As Kassian points out, Russell alters and renames God into something different than how He revealed Himself. (5) This is the true Biblical idolatry that is condemned. In changing the language, they serve to eroticize/sexualize God, depersonalize God, attacked God’s character, deny the Trinity, obscured the person and work of Christ, obscure humanity’s relationship to God, and even confuse personal identity. (6) The end result of renaming God was that the feminists became the authority which named their own destiny. (7)

Changing the God Altogether
“Since its inception, the ultimate goal of women’s liberation had been the attainment of personal meaning, value, and wholeness.” (8) Such a quest is an undeniably spiritual one. (8) Given the secularists tendency to rebel against everything that they perceived as Patriarchal, for they perceived that it did not do these things, it should be no surprise that they would rebel against traditional religious expression. Since the God of Scriptures was connected to the male-defined male, He was discarded. (9) They ultimately turned to what was perceived as the matriarchal, or goddess worship, by looking into Greek, Egyptian, and Eastern mythologies. (10) It was ultimately seen as reflexive worship of one’s self with the goddess as the symbol of that worship. (11) The principles of this kind of worship are: All is One, All Is God, Self Is God (12), and served well to reinforce personal experience over external objective authority.

While feminist spirituality is an interesting topic of study that explains a whole lot in modern society, the focus of these notes is upon how feminism has affected the Church.

It should not be surprising that the feminists who wish to self-identify with the Church wanted to worship in this way as well. What kept them from doing so was the issue of Biblical authority. (13) As talked about in previous parts, the feminist believer was allowed to accept or reject whatever Scripture that didn’t align with their vision of equality. (13) This meant that a new authority had to be made to replace Scripture. This new authority was laid up in the community of believers, which allowed interpretations of the Bible to differ from accepted Christian theology. (13) “If a woman perceived that some of the Bible’s words did not liberate and give wholeness to the pressed, then she could legitimately judge those words as inauthentic with the ‘Word of God.’” (14) In other words, the Word of God conformed to her and she did not have to conform to it. Experience equals authority. (15)

This “experience” led feminists to add to the canon. (16) They searched for sources outside of the Bible which confirmed their personal experience and then by their personal authority added them to the Bible. (17) They found examples in Montanism, gnosticism (this explains the popularity of the Gnostic Gospels, they believed self-knowledge was knowledge of God), ascetics, witchcraft, and sectarianist Christian groups to add to their Biblical canon. (17, 18)

The Refining of Language
The feminists have proven themselves right on the point that language has meaning. As has been illustrated in previous parts, religious feminists have learned to use language loosely to blur the distinction between Christian and pagan. (19) This has resulted in a complete merging of the ideals of religious and secular feminist spirituality, though both are shrouded in different language. (19) Both would say totally different things with the same meaning. (20)

_What you need to do_
1. In the notes on feminism and the Church, what are the principles of goddess worship?
2. Using the notes on feminism and the Church, explain why feminists who identified with the Church had to create a new authority to replace Scripture.
3. Continue the notes on feminism and the Church from the last sentence of the section on the refining of language.

_Stored data_
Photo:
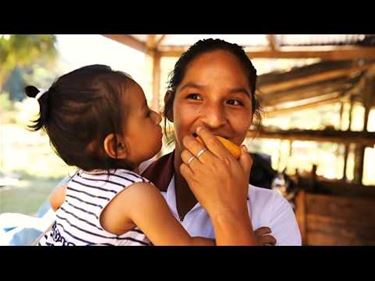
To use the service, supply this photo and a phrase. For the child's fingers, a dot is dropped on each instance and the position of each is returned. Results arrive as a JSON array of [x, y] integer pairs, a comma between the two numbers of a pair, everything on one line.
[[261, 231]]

_Responses for each task_
1. All is One, All Is God, Self Is God.

2. The feminist believer was allowed to accept or reject any Scripture that did not fit her vision of equality, so Scripture could no longer stand as the authority. A new authority had to replace it, and it was placed in the community of believers.

3.
(2013-05-07) Chart

The twisting of words into different meanings is evident. The feminists are correct in that words have meaning and words have power. As Haley sought to replace submission with deference, feminists have been changing the meanings of all kinds of words. As well, the feminists have eroded and destroyed the historical understanding of gender, especially as it relates to Scripture.

Putting authority into the community has resulted in frustration as it relates to spiritual conversations. It requires, first, an awareness that different people may be carrying different meanings of common words. Then it requires a desire (and patience) on the part of the parties to discuss what they mean by each of the words they use. These words represent typical historical building blocks of the Christian faith, so this discussion is a necessary one for a spiritual conversation to have fruit. For example, by “Jesus” do you mean Jesus of Nazareth or the Personal Jesus? What is meant by “faith”, “holy”, “works”, and a number of other commonly used words? I can guarantee you in this day and age where moral relativism reigns that any sample of people are carrying a multitude of definitions for something that should be standardized among Christians. It’s sad that the average expression of Christianity today is in such a bad state.

Religious feminists believe in the “All Is One, All Is God, Self Is God” mantra as well. (21, 22, 23) They speak in terms of “connectedness” or “union” with the Creator, and believe that everything and everyone is connected through the Creator and to the Creator. (21) They recognize that God is present in all things and all people, and favor use of material names to describe Him (rock, door, water, plant). (22) They recognize God as an impersonal force or energy that permeates all things through His indwelling Spirit. (23) Then, while religious feminists are careful to not identify themselves as God, they use language which indicates this belief by the recognition that Christian conversion only recognizes the fact and belief that self is one of the many manifestations of God. (23)

The goal of religious feminists (i.e. The Feminist Gospel) is to get people to recognize their “connectedness” to God (thereby abolishing dualistic thought) and then bring home to the Church all who have been defined as “other”. (24) Those who fully actualize themselves in these things are considered to be “children of God”. (24) Then once all have been actualized in this manner, the Kingdom of God will be at hand, along with the return of Christ. (24)

Note, the abolishing of dualistic thought. This means the idea of right/wrong, sinful/not sinful, holy/profane, light/dark. Ultimately, all you have to do is bring yourself, you don’t have to change or adhere yourself to God at all, and He loves you just the same anyway. Sounds like the Personal Jesus.

While I didn’t intend on going into “women-church”, the term was used above, so I thought it would be worth going through Kassian’s material and coming up with a definition.

Women-Church Defined
“Women-Church is a feminist counterculture movement that interacts with, but is not controlled by traditional religion. (25) These take the form of small women’s Bible-study groups, women’s groups in a traditional church, women’s churches, women’s courses, and women’s retreats. (25) “The purpose is to form a critical culture or exodus community that rejects patriarchy– both in the Church and in the world.” (25) Feminists view Women-Church as the true Church of God, and leading the Church greater into its new home. (26) Women-church seeks to gain a stronghold within the existing Church while it dialogues with traditions outside of the Church. (26) It seeks to replace older traditions of the patriarchal Church with new traditions that celebrate the women’s journey of liberation and reflect the Woman-Church as a community of liberation from patriarchy and oppression. (27) Ultimately, the ritual and practice of a Woman-Church is indistinguishable from those of secular feminism. (28)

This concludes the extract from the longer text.